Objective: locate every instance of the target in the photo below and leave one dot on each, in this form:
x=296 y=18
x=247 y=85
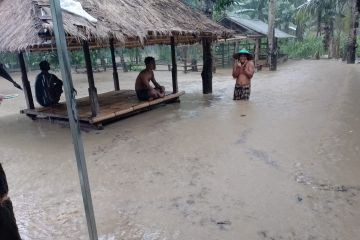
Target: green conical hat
x=245 y=52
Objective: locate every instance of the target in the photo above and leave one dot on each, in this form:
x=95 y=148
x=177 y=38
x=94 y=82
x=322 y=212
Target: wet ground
x=284 y=165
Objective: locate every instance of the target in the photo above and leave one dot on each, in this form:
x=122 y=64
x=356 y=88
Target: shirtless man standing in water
x=143 y=89
x=243 y=71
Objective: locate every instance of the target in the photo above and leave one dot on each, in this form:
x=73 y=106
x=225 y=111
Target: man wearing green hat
x=243 y=72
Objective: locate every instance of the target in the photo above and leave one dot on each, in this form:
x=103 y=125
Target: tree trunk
x=318 y=28
x=260 y=10
x=271 y=35
x=351 y=46
x=331 y=40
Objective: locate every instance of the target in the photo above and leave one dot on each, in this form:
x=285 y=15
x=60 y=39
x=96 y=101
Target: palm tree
x=326 y=13
x=351 y=49
x=271 y=37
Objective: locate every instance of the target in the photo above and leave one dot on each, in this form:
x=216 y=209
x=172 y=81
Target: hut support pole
x=174 y=66
x=73 y=116
x=95 y=108
x=115 y=73
x=25 y=82
x=208 y=65
x=257 y=50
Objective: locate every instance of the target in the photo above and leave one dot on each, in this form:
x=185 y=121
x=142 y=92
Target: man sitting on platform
x=143 y=89
x=48 y=88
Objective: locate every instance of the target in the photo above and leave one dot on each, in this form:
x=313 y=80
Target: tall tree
x=351 y=50
x=271 y=36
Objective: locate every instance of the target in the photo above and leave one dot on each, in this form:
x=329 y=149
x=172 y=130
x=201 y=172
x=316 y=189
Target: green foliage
x=358 y=48
x=308 y=48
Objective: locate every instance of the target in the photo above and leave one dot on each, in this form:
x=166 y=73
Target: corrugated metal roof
x=258 y=26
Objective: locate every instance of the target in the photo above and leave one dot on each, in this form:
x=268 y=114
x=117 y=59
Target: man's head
x=150 y=63
x=243 y=55
x=44 y=66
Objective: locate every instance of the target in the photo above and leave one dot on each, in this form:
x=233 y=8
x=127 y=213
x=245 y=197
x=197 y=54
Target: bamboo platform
x=113 y=105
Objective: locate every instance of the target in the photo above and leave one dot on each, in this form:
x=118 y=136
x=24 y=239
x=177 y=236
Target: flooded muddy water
x=282 y=166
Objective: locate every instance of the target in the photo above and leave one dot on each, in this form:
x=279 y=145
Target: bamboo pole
x=174 y=66
x=73 y=116
x=94 y=101
x=115 y=72
x=208 y=64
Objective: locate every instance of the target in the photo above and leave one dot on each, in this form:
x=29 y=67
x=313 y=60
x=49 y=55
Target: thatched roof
x=27 y=24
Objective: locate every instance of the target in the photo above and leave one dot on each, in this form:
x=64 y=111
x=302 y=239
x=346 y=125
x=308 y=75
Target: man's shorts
x=143 y=95
x=242 y=92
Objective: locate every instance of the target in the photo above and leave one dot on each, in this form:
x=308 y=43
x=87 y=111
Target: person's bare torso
x=144 y=75
x=243 y=79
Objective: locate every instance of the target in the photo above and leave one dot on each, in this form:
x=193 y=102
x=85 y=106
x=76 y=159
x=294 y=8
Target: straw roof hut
x=27 y=24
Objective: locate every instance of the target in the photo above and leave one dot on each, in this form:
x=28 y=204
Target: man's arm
x=249 y=69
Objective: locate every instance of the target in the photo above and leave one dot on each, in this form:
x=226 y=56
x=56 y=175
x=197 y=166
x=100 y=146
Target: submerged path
x=282 y=166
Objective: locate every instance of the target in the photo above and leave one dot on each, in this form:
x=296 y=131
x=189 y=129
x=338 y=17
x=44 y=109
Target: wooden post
x=95 y=108
x=223 y=55
x=257 y=50
x=8 y=227
x=65 y=67
x=185 y=48
x=174 y=66
x=115 y=73
x=208 y=64
x=25 y=82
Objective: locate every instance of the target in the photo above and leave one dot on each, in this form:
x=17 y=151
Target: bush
x=310 y=47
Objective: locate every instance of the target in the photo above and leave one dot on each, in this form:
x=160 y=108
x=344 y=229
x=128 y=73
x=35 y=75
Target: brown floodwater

□ □ □ □

REQUIREMENTS: Please count how many lines in the data above contain the word "green" and reply with that number alone.

ANSWER BELOW: 3